Input for this task:
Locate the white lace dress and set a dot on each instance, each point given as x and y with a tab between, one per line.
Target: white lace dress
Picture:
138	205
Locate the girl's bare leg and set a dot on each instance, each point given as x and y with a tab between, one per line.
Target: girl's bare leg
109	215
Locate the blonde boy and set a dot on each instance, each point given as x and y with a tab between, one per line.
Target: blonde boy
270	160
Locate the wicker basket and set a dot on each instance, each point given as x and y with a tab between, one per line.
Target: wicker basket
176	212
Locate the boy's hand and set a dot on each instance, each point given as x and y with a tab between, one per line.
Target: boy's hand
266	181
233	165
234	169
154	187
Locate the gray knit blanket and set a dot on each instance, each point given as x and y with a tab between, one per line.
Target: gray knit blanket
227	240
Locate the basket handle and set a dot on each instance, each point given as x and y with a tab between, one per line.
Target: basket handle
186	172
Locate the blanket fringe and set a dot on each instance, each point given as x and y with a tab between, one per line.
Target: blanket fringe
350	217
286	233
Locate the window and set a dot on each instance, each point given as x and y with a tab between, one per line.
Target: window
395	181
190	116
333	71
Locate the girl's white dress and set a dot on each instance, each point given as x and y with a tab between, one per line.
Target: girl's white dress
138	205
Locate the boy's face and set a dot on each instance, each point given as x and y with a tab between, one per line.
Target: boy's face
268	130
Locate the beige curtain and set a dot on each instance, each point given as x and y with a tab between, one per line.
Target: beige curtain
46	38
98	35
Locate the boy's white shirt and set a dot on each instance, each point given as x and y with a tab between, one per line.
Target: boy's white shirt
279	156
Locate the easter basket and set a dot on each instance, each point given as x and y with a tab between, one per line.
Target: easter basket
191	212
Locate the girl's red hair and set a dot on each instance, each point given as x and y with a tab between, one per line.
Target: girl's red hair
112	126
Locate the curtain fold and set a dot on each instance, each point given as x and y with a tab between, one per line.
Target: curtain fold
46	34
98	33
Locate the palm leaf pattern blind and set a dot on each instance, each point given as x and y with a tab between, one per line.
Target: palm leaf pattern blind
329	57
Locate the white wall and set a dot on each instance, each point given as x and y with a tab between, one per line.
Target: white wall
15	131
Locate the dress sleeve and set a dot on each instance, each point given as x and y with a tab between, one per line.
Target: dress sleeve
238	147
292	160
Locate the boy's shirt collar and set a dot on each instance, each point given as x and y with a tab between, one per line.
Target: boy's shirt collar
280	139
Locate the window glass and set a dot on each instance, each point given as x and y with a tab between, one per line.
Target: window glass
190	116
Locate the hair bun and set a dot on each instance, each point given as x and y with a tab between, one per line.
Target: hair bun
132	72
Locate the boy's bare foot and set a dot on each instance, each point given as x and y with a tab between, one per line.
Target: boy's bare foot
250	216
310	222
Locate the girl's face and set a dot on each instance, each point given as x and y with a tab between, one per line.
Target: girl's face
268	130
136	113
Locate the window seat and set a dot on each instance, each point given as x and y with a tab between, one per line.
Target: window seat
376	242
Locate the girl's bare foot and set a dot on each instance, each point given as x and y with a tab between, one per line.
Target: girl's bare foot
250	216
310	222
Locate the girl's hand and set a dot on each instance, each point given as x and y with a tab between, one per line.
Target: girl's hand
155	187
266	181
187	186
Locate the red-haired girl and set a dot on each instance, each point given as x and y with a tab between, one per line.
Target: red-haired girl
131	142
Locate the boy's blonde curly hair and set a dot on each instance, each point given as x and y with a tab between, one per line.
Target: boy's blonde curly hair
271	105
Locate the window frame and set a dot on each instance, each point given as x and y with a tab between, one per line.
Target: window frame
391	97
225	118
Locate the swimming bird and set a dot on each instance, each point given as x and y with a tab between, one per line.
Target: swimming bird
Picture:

Task goal:
Retype all of the material above word for word.

Problem solution:
Locate the white lace dress and set a dot on each instance, each point given as x and y with a tab between, one per line.
Target: white lace dress
Picture:
138	205
Locate the girl's bare leg and set a dot on each instance, each point given as x and y with a tab between, one per line.
Target: girl's bare leg
109	215
Locate the blonde boy and set a dot on each instance, each point given as x and y with a tab between, one per line.
Target: blonde boy
270	160
Locate the wicker basket and set a dot on each instance, each point given as x and y with a tab between, one per line.
Target: wicker basket
176	212
Locate the boy's hand and set a dot on each instance, each point given as x and y with a tab between, one per line.
Target: boy's hand
266	181
233	165
234	169
154	187
Locate the gray knit blanket and set a dot on each instance, each point given as x and y with a tab between, one per line.
Target: gray knit blanket
227	240
Locate the basket handle and set a dot on each instance, each point given as x and y with a tab between, one per line.
Target: basket handle
186	172
Locate the blanket fringe and set a dot on each instance, each point given as x and y with a tab between, one per line.
Target: blanket fringe
350	217
286	233
Locate the window and set a dot on each instance, each point given as x and y with a tab between, one per line.
Target: window
395	181
190	116
333	71
Locate the girl's white dress and set a dot on each instance, each point given as x and y with a tab between, one per line.
Target: girl's white dress
138	205
Locate the boy's face and set a dot on each instance, each point given as x and y with a tab between, one per line.
Target: boy's face
268	130
Locate the beige curtain and set a dot on each instance, each point given as x and y with a tab between, one per line.
Target: beige curtain
46	38
98	35
Locate the boy's white shirt and set a dot on each instance, each point given as x and y with a tab between, one per line.
Target: boy's white shirt
279	156
Locate the easter basket and set a dot on each instance, each point given as x and y with a tab between, one per line.
Target: easter basket
191	212
Locate the girl's red hair and set a dot on each instance, each point given as x and y with a tab between, one per line.
Target: girl's red hair
112	126
Locate the curtain fold and set a dot on each instance, each point given as x and y with a tab between, one per line.
Target: curtain fold
46	34
98	33
Locate the palm leaf pattern blind and set a dot on each instance, each point given as x and y with a tab between, one per line.
Target: palm leaf pattern blind
329	57
Locate the white wall and set a dot on each instance, each point given as x and y with a tab between, one per line.
Target: white wall
15	131
Locate the dress sleeve and set a dot on each instance, each point given as x and y with a tab between, one per line.
Target: dress sleeve
238	147
292	160
Locate the boy's shirt collar and set a dot on each instance, each point given as x and y with a tab between, one per line.
Target: boy's shirt collar
280	139
Locate the window glass and set a dot on each instance, each point given as x and y with a tab between, one per line.
Target: window glass
190	116
Locate the hair bun and set a dot on each instance, each point given as x and y with a tab between, one per line.
Target: hair bun
132	72
Locate the boy's bare foot and set a dot on each instance, each point given as x and y with a tab between, one per line.
Target: boy's bare foot
250	216
310	222
Locate the girl's face and set a dot on each instance, each point given as x and y with a tab between, one per line.
Target: girl's face
268	130
136	113
Locate the window seat and set a dot on each instance, each point given as x and y with a tab between, one per line.
Target: window seat
376	242
Locate the girl's bare foot and set a dot on each instance, each point given as x and y with a tab between, one per line.
Target: girl's bare foot
250	216
310	222
Locate the girl's hand and set a dot on each instance, each point given as x and y with a tab between, one per line.
Target: girl's hand
155	187
266	181
187	186
Locate the red-haired girl and set a dot on each instance, each point given as x and y with a tab between, one per line.
Target: red-haired girl
131	142
Locate the boy's blonde curly hair and set a dot on each instance, each point given as x and y with a tab between, one per line.
Target: boy's blonde curly hair
271	105
Locate the window frame and set a dot on each instance, each point given as x and y with a tab between, one per line.
Target: window frame
391	97
225	118
Locate the swimming bird and set a dot on each instance, each point given as x and y with a tab between, one per line.
Target: swimming bird
Picture:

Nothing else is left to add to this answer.